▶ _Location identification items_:
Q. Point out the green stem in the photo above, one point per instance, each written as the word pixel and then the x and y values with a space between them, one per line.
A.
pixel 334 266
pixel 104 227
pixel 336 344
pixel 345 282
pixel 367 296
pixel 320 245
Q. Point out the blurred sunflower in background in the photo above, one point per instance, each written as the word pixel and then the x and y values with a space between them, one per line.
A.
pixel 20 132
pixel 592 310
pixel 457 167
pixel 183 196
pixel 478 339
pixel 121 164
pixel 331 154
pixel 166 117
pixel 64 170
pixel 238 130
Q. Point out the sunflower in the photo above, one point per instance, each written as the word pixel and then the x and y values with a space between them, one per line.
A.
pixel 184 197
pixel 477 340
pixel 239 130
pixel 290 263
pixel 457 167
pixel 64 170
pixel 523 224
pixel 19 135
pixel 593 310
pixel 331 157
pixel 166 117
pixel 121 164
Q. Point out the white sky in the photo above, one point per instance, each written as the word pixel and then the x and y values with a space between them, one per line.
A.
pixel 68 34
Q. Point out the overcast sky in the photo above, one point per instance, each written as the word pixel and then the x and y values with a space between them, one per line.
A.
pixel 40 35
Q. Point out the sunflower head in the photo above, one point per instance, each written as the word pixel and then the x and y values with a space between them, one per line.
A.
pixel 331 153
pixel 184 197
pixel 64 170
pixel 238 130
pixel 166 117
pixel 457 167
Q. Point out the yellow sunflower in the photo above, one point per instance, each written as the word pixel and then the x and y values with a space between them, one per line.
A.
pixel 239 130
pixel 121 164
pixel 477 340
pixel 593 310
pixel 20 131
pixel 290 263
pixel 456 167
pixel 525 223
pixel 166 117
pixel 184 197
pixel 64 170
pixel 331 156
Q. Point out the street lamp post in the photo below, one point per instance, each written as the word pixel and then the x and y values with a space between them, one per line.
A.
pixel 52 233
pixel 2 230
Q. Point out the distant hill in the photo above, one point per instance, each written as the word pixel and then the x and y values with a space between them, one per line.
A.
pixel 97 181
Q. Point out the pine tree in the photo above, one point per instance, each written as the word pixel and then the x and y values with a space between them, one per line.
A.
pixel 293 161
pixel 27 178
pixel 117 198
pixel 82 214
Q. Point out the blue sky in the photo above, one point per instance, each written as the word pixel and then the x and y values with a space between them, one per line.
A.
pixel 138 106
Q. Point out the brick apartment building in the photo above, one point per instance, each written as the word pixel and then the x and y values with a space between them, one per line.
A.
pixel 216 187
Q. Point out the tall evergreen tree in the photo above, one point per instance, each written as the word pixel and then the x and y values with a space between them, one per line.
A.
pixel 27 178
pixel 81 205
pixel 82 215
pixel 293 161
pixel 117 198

▶ _Objective_:
Output every line of the data above again, word for word and without any changes.

▶ _Output of the exercise_:
Q. Point out the green stem in the photo above, one point per instance, each written as the word pixel and then the x and y values with a space between them, one per line.
A.
pixel 334 266
pixel 104 227
pixel 336 344
pixel 345 282
pixel 367 296
pixel 320 245
Q. Point out the blurred sunflower in background in the photo above, one point per instance, each written as the word pixel and then the x and y values with a space between them, one per line.
A.
pixel 20 132
pixel 592 310
pixel 457 167
pixel 183 196
pixel 478 339
pixel 121 164
pixel 331 154
pixel 166 117
pixel 64 170
pixel 238 130
Q. Point out the sunflower in the photo above, one point per instance, each written as the word pixel and then the x and y values with a space between them, one per line.
A.
pixel 184 197
pixel 477 340
pixel 239 130
pixel 290 263
pixel 457 167
pixel 64 170
pixel 523 224
pixel 19 135
pixel 593 310
pixel 331 157
pixel 166 117
pixel 121 164
Q. Point out the white sky in the photo above, one point per instance, each written as the word pixel and then the x and y values with a space between them, one per line.
A.
pixel 68 34
Q. Point out the overcast sky in the photo above, one point per instance, each written as the word pixel and then the x and y values with a space between them, one per line.
A.
pixel 40 35
Q. Point out the sunflower head in the photo above, one point per instance, each written as the word pixel and then the x and y values with a space between them, one per line.
A.
pixel 331 153
pixel 184 197
pixel 64 170
pixel 238 130
pixel 166 117
pixel 457 167
Q. Point out the yellow sunflower in the photo above, one point per instance, each written as the word pixel and then the x and y values with a space between them, one per line.
A.
pixel 239 130
pixel 121 164
pixel 477 340
pixel 593 310
pixel 20 131
pixel 290 263
pixel 456 167
pixel 525 223
pixel 166 117
pixel 184 197
pixel 64 170
pixel 331 156
Q. Point out the street lamp post in the photo below, one point per instance, each written as the word pixel and then the x and y values with a space between them, one per line.
A.
pixel 52 233
pixel 2 230
Q. Point out the distant hill in the photo above, one point per instance, each written as the word pixel and then the x and y values with a space between them, one per line.
A.
pixel 97 181
Q. Point out the pine tree in the photo above, one point per instance, each written as the word pixel and then the x and y values with a space between them, one per line.
A.
pixel 293 161
pixel 27 178
pixel 117 198
pixel 82 214
Q. Point out the blue sky in the photo above, one point per instance, each written as the word pixel and then the x and y values with a space between them, one per line.
A.
pixel 138 106
Q. Point out the brick apartment building in the photo above, one point per instance, each written as the word pixel and then the x and y values with a space between them, one per line.
A.
pixel 216 187
Q. Point out the tall evergreen tree in the photo above, one point per instance, each written as the word pixel and then the x and y values with a space between them, one per line.
A.
pixel 27 178
pixel 81 205
pixel 82 215
pixel 293 161
pixel 117 198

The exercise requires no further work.